GIVEN EXERCISE
Write out the entries below word for word, starting at their first line and ending with the line that contains "<point>88,139</point>". Include both of those lines.

RECORDS SHOWN
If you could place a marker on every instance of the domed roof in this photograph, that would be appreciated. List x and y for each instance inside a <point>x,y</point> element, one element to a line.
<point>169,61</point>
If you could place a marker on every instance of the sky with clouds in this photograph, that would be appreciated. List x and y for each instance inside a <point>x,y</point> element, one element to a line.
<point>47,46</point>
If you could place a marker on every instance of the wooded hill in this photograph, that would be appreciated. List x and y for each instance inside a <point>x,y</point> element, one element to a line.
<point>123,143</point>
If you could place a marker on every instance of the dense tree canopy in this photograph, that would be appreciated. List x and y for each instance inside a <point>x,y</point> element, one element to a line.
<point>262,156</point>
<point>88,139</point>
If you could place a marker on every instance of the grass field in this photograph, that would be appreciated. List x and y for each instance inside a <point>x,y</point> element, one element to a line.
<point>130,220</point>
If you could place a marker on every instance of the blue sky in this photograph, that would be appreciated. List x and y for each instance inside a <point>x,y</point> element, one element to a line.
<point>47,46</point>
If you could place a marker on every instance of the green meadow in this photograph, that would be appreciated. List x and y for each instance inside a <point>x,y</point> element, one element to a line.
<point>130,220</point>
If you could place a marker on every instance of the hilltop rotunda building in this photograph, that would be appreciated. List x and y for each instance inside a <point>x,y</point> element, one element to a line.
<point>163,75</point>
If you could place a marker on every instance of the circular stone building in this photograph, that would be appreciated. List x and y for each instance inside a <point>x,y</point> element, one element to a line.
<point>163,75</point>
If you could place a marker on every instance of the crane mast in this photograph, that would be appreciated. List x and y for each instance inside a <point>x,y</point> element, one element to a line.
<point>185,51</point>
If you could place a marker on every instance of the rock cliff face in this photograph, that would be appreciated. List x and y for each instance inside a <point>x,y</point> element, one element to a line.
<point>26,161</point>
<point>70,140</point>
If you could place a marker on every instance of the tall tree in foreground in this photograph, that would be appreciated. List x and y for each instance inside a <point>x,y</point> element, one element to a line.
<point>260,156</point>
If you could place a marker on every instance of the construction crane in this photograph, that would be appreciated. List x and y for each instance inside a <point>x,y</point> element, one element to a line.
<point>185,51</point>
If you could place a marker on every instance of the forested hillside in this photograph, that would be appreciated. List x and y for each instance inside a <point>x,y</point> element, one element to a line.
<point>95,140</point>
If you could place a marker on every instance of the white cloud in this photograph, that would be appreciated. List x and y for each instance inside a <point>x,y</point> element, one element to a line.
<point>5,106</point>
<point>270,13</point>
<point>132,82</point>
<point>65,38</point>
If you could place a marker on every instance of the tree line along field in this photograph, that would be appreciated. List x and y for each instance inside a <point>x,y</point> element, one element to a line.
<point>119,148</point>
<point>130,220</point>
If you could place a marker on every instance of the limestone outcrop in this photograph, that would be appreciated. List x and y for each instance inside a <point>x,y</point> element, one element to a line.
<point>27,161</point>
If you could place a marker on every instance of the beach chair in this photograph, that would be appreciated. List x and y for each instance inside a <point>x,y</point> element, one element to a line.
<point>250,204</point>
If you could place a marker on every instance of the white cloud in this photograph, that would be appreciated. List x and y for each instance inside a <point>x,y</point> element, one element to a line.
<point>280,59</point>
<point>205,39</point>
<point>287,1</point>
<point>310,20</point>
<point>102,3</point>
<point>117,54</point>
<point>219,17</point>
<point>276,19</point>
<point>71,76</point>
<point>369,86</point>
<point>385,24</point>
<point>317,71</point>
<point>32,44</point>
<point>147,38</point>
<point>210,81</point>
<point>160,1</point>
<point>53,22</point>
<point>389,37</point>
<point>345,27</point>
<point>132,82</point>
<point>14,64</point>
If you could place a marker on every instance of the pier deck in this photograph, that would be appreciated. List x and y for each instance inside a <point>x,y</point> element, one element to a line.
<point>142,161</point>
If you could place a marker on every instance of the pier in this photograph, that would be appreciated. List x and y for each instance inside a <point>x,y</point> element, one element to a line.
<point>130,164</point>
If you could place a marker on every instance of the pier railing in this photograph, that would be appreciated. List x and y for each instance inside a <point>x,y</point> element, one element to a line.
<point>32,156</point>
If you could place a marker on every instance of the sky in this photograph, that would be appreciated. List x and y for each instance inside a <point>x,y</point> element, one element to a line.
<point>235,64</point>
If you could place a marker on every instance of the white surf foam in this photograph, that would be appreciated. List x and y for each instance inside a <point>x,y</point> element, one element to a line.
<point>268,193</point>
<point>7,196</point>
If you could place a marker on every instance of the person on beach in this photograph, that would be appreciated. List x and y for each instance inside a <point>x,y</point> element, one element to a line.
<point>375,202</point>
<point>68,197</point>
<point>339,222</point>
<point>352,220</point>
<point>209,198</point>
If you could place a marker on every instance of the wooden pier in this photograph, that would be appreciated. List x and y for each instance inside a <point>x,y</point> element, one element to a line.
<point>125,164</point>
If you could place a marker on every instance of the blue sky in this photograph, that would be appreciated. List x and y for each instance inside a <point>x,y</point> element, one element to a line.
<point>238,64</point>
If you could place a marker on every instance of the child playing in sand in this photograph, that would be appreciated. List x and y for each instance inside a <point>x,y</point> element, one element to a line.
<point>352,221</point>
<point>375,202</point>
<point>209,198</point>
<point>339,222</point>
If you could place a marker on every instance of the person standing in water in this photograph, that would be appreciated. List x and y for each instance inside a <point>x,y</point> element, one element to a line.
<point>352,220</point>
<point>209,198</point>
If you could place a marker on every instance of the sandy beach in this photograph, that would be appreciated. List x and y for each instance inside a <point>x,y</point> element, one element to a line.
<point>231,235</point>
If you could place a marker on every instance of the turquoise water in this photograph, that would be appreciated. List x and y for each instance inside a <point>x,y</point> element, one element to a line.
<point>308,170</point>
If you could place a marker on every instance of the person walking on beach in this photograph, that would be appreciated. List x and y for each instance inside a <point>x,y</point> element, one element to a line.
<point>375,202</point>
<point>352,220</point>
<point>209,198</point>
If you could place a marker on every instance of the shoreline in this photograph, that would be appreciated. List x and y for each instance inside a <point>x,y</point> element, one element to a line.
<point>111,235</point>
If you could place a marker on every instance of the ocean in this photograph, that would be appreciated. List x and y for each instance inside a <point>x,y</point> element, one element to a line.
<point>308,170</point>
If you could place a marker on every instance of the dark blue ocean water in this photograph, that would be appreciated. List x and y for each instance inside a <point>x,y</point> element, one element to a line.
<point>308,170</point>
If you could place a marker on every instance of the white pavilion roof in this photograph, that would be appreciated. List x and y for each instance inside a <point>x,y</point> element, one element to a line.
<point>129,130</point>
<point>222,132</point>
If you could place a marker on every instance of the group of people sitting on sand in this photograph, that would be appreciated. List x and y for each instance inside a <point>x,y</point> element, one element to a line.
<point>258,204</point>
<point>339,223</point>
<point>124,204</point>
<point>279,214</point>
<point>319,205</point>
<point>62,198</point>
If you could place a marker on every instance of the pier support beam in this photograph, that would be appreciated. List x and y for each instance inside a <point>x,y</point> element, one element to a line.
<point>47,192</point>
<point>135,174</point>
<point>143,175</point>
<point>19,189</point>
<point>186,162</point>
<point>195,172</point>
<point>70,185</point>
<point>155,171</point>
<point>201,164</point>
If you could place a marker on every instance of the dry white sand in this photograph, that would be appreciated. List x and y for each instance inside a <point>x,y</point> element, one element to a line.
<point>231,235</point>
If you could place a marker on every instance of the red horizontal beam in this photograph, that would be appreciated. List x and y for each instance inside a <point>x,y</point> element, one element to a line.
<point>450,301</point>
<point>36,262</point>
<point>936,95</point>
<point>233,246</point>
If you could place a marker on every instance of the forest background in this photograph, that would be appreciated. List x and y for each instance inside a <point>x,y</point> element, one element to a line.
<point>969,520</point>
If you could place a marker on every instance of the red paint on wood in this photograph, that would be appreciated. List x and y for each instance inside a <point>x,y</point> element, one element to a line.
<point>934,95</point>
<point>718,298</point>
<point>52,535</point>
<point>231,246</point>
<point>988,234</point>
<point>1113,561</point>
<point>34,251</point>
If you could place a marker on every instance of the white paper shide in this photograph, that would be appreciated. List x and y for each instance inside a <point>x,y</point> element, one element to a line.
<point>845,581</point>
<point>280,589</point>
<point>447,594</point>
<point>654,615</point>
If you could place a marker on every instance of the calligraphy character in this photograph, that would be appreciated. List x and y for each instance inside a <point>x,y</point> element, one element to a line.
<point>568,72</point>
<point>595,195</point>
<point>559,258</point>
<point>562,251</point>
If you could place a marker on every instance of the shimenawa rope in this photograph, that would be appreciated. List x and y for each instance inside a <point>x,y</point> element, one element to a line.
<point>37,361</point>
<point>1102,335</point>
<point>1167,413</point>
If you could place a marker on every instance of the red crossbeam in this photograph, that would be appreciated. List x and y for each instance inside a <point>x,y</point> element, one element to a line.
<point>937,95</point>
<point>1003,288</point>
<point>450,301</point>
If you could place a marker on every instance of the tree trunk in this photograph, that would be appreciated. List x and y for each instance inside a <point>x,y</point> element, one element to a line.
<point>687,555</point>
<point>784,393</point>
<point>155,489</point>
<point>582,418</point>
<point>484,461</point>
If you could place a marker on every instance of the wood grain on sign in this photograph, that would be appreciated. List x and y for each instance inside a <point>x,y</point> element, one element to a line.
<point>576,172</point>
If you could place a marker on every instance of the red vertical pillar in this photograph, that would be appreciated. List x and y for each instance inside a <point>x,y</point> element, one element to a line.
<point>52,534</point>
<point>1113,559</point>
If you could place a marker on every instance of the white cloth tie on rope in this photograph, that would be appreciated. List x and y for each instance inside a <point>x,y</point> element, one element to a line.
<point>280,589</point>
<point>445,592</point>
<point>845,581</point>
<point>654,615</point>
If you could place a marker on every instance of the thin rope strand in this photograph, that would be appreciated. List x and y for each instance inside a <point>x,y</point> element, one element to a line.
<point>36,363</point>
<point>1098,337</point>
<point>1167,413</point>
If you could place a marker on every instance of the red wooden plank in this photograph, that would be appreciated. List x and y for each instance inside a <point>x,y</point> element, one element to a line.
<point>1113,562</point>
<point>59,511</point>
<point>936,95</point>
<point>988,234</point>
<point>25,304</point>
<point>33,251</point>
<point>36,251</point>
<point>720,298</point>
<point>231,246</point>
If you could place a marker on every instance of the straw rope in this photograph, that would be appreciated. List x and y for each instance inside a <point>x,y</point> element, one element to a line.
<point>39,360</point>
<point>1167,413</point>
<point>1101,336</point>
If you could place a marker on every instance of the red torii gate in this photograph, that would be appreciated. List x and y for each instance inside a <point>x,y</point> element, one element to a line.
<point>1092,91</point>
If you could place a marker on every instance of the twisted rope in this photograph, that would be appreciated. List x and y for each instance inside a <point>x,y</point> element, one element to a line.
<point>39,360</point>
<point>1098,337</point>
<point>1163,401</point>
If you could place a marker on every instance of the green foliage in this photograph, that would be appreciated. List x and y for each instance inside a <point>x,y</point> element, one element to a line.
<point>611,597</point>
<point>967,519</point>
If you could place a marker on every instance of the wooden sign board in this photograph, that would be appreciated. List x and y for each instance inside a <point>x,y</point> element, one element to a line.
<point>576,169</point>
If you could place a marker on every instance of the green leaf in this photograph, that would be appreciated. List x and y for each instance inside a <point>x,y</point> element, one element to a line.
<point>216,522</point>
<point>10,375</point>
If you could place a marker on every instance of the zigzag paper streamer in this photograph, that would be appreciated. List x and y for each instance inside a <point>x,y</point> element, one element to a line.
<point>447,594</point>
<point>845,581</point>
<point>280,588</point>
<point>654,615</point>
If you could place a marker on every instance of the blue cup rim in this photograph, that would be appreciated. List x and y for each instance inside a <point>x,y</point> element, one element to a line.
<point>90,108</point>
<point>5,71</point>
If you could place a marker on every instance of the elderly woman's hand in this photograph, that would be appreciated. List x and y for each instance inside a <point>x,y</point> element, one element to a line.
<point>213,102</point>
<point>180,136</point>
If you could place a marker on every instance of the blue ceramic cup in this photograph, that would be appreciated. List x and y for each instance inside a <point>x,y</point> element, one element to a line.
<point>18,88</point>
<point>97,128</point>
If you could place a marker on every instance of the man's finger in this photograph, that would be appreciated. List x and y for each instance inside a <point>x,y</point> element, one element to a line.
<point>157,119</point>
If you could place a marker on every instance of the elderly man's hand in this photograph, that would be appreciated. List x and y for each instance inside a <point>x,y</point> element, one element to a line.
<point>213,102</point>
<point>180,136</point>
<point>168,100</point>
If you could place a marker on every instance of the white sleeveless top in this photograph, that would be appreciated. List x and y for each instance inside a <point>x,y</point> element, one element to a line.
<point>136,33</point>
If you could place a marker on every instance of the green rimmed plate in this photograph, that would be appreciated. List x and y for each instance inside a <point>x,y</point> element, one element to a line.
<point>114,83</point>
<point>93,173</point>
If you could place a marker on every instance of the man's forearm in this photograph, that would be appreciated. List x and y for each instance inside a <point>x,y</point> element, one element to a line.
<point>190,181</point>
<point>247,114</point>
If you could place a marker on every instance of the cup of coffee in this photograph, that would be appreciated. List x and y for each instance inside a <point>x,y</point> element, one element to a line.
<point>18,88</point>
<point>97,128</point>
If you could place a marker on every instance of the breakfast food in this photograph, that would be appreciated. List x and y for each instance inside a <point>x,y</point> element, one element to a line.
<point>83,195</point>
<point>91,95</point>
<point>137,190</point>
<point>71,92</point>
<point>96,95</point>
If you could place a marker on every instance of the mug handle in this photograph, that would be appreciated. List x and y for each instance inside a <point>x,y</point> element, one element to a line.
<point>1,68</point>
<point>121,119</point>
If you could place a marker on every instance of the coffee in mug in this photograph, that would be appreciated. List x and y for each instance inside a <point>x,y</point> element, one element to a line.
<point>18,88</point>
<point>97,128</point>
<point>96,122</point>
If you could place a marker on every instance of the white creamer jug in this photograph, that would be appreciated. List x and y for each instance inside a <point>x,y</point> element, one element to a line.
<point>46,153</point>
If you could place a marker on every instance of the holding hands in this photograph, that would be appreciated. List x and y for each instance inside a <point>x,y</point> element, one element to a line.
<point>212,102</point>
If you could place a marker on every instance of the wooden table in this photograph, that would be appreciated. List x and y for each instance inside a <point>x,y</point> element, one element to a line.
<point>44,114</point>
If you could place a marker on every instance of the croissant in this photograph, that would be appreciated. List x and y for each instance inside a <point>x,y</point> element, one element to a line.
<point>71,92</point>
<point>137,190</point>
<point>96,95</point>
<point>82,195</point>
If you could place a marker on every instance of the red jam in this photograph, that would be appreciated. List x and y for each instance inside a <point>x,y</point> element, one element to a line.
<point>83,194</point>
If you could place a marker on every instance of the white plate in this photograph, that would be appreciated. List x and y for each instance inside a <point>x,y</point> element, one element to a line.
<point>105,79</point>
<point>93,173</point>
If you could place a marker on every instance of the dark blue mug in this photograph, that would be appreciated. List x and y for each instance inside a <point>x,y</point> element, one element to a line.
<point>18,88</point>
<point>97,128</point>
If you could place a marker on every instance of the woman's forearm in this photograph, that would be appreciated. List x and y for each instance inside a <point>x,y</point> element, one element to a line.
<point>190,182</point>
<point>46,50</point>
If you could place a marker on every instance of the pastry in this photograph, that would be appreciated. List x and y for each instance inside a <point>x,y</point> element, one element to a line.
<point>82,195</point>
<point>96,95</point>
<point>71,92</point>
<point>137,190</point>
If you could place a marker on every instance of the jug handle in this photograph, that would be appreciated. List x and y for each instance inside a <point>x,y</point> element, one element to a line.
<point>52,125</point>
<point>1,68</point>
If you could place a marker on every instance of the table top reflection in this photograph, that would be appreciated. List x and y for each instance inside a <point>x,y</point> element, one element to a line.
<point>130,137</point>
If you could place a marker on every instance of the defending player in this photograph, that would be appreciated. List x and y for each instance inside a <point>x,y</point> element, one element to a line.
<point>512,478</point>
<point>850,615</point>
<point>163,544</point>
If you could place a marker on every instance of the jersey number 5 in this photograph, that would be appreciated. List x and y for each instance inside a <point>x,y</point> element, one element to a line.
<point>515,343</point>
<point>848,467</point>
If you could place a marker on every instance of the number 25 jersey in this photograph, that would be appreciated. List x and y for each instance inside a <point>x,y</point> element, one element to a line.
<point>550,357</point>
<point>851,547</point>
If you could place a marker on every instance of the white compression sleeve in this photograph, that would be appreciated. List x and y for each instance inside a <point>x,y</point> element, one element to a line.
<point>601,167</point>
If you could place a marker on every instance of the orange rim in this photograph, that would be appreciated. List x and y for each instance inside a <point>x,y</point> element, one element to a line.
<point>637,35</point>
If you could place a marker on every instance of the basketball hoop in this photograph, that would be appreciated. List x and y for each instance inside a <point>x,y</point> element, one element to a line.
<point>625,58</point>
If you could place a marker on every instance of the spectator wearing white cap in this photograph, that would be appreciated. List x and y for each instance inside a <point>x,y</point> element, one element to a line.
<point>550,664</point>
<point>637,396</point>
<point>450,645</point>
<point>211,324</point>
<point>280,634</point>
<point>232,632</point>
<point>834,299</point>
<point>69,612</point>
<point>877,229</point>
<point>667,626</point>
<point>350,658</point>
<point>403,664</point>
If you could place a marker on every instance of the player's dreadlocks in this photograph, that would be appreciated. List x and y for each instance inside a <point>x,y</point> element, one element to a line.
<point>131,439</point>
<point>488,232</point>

PROBLEM SOLUTION
If you could place a marker on every instance of the domed roof in this photograph, that would be appreciated. List x and y for each instance inside a <point>x,y</point> element, one element to a line.
<point>169,61</point>
If you could place a marker on every instance of the sky with clouds in this photograph, that would be appreciated. List x and y for each instance inside a <point>x,y</point> element, one element to a line.
<point>47,46</point>
If you could place a marker on every instance of the wooded hill in this photograph, that would be appreciated. List x and y for each instance inside a <point>x,y</point> element, one element to a line.
<point>123,143</point>
If you could place a marker on every instance of the dense tree canopy in this photograph, that would be appreciated. List x and y for each instance inside a <point>x,y</point> element, one element to a line.
<point>262,156</point>
<point>88,139</point>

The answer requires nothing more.